(PASSAGE PROVIDED):
::::::::::
Results are shown in Fig. 2(b). Since different classes feature different values of β and c, we plot a rescaled P(x)1/β as a function of n/c. Indeed, Eq. 2 becomes 1/(1 + x) (dashed line in Fig. 2b) for every degree class kmin, where x = n/c. In other words, we re-scale both axes assuming the empirical behavior is captured by Eq. 2. As shown in Table S1 in the Supplementary Material, the parameter values are independent of the degree class and suggest a weaker (β ∼ 10−1) effect than previously observed in social networks (0.48 ≤ β ≤ 2) (50). The close fit of the data to the predicted memory for different kmin indicates the applicability of Eq. 2 in the dynamics of buyer–seller relationships. While users have different propensities to explore new sellers, they follow the same mechanism: the more sellers a user has bought from, the less likely is their next purchase from a new seller.
Modeling buyer–seller networks
In order to understand possible mechanisms that drive the properties of buyer–seller networks, we propose an agent-based model aimed at capturing the patterns observed in the previous section. The main features of the model are:
Activity. The rate at which buyers make transactions. As shown in Fig. 1, in both e-commerce and DWMs buyers feature heterogeneous propensities to make purchases.
Memory. When making new transactions buyers can either choose a seller they already bought from or pick a new one. As shown in Fig. 2(b) and discussed above, buyers have a memory of the sellers they had interacted with, and this memory affects their future purchases.
Preferential attachment. The attractiveness (i.e. popularity) of a seller is proportional to the number of their sales. This attractiveness captures the fact that, in online marketplaces, sellers are rated based on the feedback they receive from the buyers (i.e. customer reviews), and buyers prefer sellers with higher ratings, other things equal (18,19,53–55). Here, we focus on the number of sales rather than sale volume to capture the fact that it is mainly frequency of transactions that matters for seller reputation.
::::::::::
(PROVIDED DATA):

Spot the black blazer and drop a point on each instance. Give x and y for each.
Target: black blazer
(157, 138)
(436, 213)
::::::::::
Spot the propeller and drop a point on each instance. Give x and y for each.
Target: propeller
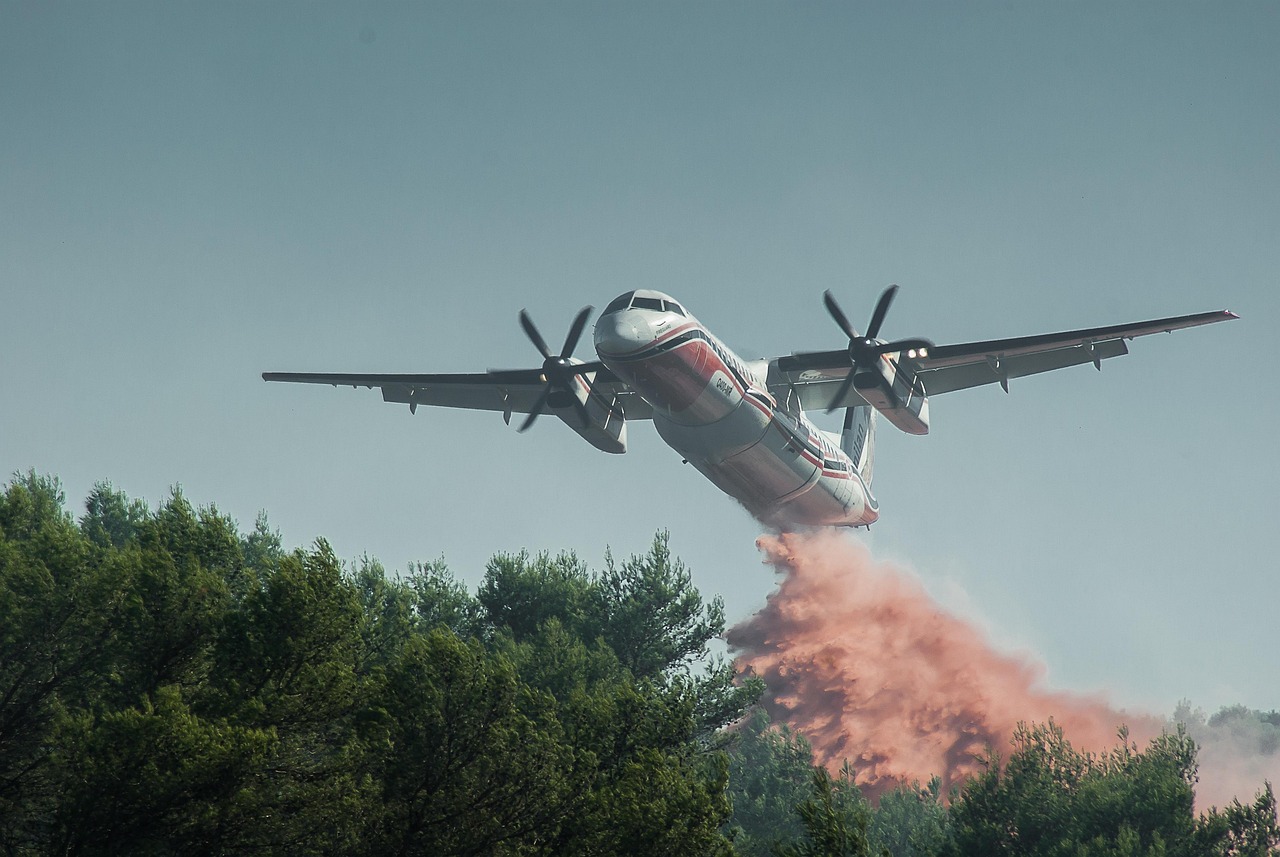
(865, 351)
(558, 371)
::::::::::
(EXERCISE TASK):
Reproduce the part of the buyer–seller networks passage starting at "Preferential attachment. The" and ending at "for seller reputation.". The rows aren't needed here.

(ANSWER FOR THE TASK):
Preferential attachment. The attractiveness (i.e. popularity) of a seller is proportional to the number of their sales. This attractiveness captures the fact that, in online marketplaces, sellers are rated based on the feedback they receive from the buyers (i.e. customer reviews), and buyers prefer sellers with higher ratings, other things equal (18,19,53–55). Here, we focus on the number of sales rather than sale volume to capture the fact that it is mainly frequency of transactions that matters for seller reputation.